---------- Reading passage
Many of us are aware of the problem of sex trafficking here in our own country, but less are aware of how big of a problem it is up and down the I-5 corridor. Even fewer people are aware of the wide range of demographics it takes its victims from. Due to the complex psychological and emotional abuse, 99% of all sex trafficking victims never escape.
Shine A Light is a local organization started in 2012 by Mary Rogan in her effort to apply the yogic principles she learned on the mat into her community and beyond. These principles took the form of a yoga class created to help victims in the world of sex trafficking.
In today’s interview, I will be speaking with the current executive director since 2015, Celina Reppond, about the upcoming fundraising event on January 26th at 5-7pm here in Ashland in the Grand Ballroom of the Ashland Hills Hotel.
Thank you! Shine A Light is an event that exemplifies the act of putting on-the-mat principles into off-the-mat action. The idea is to give yogis a chance to extend the benefits they have personally experienced from yoga to others in our community and beyond. This could happen in many forms. Our avenue is through changing the direction sexual assault is headed, which, in its most extreme form, is sex trafficking.
Please tell us about the event.
Each year, our 12 yoga teachers gather between 150-200 participants made up of their students and the community-at-large for a massive fundraiser. The fundraiser takes shape as a yoga class taught by candlelight in solidarity to end sex trafficking. There’s just something about that many people gathering together to do yoga by candlelight for a purpose.
You don’t need to practice yoga in order to attend this event! The class will be a basic yoga class with modifications offered to make the class more or less physically challenging. What you will need is a yoga mat and comfortable clothing.
What’s the timeline?
Doors at the Ashland Hills Hotel will open at 4pm on the evening of January 26th, 2020.
4pm-5pm: Registration and Silent Auction
5-5:15pm: Guest Speakers and Introductions
5:15-7pm: Yoga, Qigong, Meditation
What specifically does Shine A Light accomplish?
Shine A Light raises awareness and money for local and national organizations that are making great strides in the sexual assault and trafficking world. Our intention is to help support them financially so that they can spend more time doing what they were designed to do – end sex trafficking.
One of the organizations we’ve been supporting since the beginning is Hamari Muskan, in Kolkata, India. Hamari Muskan’s mission is to reduce the incidence of child and women prostitution and flesh trading. They do this by empowering all the children living in the red light area to realize their rights to survival, development, and protection from exploitation and abuse.
At this point since so few adolescents are recovered once they get in, we focus a lot on prevention. We fund Jackson County SART (Sexual Assault Response Team). SART is currently fulfilling a national mandate which requires public schools to teach about sexual assault in K-12. SART begins by teaching young children about good and bad touch, but by middle school, kids are learning how to identify possible sex trafficking perpetrators and friends who may be at risk.
Another program we are working with is the Maslow Project because they support our most vulnerable community, homeless youth. This year we will be supporting the Jackson County Sex Trafficking Task Force, a new task force that has just begun under the umbrella of Community Works.
--------------------
● The problem: Reproduce the passage of the Shine A Light interview that begins at the words "What’s the timeline?" and stops after the words "A Light accomplish?".
---------- Study material
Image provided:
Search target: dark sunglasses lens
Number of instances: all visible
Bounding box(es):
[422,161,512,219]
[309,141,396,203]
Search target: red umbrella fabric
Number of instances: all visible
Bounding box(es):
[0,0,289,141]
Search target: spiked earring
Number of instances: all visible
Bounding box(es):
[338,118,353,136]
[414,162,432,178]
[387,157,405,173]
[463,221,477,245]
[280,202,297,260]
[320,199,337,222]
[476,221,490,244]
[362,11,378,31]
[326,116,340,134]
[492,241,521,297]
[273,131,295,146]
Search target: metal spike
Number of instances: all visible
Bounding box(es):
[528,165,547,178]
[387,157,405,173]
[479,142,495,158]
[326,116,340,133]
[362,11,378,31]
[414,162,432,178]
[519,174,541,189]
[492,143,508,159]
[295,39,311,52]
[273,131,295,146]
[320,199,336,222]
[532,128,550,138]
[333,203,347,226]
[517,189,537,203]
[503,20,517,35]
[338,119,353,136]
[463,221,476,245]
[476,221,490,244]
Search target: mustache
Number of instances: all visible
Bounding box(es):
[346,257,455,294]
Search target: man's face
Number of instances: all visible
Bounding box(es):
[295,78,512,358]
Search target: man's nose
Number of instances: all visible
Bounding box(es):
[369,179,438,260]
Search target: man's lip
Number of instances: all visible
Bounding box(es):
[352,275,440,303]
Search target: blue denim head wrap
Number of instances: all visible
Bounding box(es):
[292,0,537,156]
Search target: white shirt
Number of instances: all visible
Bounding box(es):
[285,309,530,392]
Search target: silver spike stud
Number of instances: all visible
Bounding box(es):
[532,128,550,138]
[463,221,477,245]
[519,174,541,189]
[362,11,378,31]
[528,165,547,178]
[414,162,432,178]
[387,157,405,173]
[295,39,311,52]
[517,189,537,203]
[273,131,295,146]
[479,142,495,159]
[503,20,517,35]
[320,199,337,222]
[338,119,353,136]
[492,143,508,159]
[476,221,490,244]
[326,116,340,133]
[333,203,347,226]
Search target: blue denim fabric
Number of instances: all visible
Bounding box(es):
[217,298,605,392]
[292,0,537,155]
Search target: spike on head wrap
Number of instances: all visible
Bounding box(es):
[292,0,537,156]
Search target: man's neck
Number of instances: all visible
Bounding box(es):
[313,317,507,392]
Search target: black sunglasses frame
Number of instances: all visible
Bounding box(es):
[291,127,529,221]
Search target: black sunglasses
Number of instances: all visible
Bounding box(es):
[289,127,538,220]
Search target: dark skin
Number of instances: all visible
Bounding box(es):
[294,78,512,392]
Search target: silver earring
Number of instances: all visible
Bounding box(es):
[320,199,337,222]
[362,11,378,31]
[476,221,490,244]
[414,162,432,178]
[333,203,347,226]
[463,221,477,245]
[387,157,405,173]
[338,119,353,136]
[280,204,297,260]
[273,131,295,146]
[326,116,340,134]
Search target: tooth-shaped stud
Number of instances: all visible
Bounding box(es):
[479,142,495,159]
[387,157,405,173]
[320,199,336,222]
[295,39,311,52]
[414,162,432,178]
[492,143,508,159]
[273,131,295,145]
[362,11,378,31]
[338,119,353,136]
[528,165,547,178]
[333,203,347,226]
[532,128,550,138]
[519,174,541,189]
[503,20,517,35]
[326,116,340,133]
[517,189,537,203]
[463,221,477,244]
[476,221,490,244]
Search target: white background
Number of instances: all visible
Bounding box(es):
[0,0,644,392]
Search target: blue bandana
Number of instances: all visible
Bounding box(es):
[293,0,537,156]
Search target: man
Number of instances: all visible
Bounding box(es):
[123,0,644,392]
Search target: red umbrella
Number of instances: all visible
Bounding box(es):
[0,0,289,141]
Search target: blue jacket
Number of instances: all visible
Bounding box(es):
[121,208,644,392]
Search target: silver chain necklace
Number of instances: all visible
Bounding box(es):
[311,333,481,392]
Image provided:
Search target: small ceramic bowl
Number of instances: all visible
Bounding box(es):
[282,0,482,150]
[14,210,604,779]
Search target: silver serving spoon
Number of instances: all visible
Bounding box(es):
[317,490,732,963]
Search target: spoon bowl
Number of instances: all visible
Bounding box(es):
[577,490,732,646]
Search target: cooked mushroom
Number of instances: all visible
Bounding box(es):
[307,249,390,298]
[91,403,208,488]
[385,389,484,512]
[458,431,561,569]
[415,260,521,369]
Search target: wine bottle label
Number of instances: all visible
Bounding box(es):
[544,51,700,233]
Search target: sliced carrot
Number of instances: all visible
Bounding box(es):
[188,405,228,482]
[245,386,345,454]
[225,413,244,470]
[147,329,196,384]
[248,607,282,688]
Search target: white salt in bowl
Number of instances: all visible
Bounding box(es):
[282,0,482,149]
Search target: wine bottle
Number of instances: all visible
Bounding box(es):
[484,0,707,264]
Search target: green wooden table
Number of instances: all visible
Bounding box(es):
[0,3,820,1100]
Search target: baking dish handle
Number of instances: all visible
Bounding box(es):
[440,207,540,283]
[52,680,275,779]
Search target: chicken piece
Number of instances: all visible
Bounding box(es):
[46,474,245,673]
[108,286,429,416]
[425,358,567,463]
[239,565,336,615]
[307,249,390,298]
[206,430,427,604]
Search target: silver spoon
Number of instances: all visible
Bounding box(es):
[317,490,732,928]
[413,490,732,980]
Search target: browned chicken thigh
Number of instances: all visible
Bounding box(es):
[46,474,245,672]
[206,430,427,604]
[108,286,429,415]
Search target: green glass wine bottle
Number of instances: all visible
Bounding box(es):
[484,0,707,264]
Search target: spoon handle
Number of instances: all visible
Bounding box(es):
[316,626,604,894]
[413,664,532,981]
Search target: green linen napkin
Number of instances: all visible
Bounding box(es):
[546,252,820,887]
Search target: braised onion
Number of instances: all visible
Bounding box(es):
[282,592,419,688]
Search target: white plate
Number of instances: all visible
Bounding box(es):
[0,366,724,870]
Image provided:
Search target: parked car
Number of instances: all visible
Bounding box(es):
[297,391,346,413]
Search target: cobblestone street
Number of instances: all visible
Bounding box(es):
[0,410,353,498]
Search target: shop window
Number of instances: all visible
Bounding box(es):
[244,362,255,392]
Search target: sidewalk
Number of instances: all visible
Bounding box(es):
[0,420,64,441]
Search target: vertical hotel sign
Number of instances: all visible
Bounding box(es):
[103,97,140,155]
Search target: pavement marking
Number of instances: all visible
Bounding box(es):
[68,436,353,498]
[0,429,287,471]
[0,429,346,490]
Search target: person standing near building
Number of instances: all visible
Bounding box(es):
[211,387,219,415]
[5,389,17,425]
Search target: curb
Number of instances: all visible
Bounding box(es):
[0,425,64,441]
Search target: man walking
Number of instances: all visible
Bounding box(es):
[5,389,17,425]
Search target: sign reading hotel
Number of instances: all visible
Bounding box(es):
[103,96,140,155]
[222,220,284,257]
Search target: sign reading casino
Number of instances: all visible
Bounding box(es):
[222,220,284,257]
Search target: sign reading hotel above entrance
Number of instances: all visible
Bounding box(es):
--------------------
● Exercise result:
What’s the timeline?
Doors at the Ashland Hills Hotel will open at 4pm on the evening of January 26th, 2020.
4pm-5pm: Registration and Silent Auction
5-5:15pm: Guest Speakers and Introductions
5:15-7pm: Yoga, Qigong, Meditation
What specifically does Shine A Light accomplish?